[Region annotation entries]
========================================

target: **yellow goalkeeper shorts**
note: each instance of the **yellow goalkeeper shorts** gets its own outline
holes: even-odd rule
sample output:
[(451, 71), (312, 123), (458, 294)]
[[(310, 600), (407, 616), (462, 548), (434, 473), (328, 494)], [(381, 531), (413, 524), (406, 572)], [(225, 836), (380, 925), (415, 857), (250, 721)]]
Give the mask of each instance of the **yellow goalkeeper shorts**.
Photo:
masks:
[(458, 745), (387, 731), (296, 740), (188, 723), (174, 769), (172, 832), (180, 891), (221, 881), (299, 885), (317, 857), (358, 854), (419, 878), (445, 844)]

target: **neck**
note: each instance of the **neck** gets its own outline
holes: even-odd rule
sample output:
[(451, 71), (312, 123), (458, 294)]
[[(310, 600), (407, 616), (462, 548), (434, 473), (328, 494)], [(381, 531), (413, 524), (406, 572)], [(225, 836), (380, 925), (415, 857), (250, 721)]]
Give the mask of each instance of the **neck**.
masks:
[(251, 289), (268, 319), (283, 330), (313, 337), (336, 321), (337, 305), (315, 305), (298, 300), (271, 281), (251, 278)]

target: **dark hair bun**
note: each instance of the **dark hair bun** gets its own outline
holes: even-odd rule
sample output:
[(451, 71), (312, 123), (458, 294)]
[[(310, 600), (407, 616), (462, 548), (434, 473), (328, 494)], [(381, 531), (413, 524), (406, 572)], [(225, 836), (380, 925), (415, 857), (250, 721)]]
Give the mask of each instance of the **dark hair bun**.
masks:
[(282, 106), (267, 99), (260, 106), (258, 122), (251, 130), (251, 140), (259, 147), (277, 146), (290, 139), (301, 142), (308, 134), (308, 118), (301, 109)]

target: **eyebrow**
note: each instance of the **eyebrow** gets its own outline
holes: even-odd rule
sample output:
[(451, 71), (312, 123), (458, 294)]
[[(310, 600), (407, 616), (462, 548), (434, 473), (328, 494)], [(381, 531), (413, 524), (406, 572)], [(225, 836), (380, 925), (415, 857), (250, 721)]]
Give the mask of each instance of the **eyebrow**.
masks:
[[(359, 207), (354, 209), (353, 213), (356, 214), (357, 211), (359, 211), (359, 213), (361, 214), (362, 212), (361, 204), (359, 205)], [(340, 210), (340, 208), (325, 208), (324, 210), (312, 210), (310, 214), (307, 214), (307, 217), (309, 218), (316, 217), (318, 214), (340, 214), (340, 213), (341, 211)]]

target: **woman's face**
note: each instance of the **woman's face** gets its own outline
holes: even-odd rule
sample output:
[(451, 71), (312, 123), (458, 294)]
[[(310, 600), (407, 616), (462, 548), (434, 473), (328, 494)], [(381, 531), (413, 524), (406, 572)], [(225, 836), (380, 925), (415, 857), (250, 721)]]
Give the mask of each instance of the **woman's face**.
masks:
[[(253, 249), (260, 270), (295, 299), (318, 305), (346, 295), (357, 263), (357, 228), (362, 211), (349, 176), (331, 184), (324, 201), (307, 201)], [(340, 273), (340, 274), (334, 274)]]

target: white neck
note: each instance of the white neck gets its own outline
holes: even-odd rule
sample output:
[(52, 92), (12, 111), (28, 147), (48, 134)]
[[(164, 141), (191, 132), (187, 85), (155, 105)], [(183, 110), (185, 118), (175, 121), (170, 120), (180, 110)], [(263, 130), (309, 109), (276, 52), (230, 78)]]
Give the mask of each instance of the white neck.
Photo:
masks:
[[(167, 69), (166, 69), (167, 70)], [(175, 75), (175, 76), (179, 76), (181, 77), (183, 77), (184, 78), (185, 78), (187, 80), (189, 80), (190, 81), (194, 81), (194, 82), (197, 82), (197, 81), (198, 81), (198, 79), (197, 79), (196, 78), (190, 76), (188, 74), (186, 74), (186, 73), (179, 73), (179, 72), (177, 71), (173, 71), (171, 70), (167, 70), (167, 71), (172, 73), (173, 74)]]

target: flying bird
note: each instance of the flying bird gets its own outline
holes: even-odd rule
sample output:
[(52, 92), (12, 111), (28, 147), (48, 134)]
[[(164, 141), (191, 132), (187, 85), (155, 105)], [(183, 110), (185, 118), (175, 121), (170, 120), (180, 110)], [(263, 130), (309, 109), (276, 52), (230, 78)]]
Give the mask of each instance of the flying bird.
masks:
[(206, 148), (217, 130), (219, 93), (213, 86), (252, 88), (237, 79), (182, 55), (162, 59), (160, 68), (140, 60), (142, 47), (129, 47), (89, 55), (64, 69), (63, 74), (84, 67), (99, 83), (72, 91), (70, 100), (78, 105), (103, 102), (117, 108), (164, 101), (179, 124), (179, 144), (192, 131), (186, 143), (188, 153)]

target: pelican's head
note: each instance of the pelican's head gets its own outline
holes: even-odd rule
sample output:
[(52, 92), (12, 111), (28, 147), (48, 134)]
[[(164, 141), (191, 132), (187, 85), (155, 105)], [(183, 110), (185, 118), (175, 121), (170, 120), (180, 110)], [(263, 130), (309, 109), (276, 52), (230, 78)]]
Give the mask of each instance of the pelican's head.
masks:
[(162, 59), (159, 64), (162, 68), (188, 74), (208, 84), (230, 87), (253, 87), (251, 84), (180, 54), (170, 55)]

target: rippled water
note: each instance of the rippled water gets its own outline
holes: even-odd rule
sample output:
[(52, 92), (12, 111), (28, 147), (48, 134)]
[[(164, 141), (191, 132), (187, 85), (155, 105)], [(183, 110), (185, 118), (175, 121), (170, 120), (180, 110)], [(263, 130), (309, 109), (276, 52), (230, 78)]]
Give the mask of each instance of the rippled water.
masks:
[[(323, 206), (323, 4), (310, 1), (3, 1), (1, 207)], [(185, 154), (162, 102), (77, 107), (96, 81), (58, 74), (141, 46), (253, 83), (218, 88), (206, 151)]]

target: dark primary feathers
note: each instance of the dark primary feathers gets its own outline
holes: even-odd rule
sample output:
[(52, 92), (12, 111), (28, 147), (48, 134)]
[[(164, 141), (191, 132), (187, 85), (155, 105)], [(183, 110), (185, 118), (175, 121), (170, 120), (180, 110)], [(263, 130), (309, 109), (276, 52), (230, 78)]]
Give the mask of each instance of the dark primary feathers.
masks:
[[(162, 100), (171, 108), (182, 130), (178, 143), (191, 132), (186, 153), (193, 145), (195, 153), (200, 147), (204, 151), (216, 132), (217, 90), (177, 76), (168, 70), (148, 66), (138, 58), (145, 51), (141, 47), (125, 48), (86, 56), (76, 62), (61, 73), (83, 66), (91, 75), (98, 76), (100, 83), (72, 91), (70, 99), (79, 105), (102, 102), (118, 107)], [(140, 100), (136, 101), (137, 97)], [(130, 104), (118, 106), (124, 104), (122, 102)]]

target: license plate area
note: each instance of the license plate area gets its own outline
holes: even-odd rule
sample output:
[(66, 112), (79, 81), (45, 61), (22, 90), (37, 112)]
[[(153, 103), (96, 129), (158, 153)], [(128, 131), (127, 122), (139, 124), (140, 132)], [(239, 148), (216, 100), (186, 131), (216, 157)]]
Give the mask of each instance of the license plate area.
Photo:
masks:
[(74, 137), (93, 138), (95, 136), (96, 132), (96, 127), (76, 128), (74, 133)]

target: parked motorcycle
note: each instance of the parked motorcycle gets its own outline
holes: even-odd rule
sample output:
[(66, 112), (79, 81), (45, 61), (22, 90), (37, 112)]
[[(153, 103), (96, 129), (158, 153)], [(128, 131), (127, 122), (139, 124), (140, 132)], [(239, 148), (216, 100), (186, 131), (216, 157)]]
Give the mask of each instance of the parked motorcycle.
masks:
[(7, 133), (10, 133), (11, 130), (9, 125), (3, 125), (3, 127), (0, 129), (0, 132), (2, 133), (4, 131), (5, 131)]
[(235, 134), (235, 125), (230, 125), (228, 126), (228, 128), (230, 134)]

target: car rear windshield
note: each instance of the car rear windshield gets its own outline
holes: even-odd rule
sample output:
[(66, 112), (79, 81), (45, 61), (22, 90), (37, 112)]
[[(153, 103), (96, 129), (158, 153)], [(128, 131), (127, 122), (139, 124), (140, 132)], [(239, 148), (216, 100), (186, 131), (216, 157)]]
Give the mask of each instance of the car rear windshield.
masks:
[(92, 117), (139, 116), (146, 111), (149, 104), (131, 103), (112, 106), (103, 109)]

========================================

▶ **Requirements**
Please rewrite the material from its first line through the line containing "878), (445, 844)]", both included, as a JSON list of strings with one string per line and blank lines omitted.

▶ **Answer**
[
  "target: **yellow goalkeeper shorts**",
  "note: each instance of the **yellow goalkeeper shorts** gets its own outline",
  "holes: even-odd rule",
  "sample output:",
  "[(451, 71), (312, 123), (458, 294)]",
  "[[(310, 600), (407, 616), (462, 548), (434, 473), (328, 494)], [(381, 531), (413, 524), (406, 572)], [(225, 836), (380, 925), (415, 857), (250, 721)]]",
  "Give the mask of each instance of the **yellow goalkeeper shorts**.",
  "Photo:",
  "masks:",
  "[(458, 745), (387, 731), (296, 740), (188, 723), (174, 769), (172, 832), (180, 891), (221, 881), (299, 885), (317, 857), (358, 854), (419, 878), (445, 844)]"
]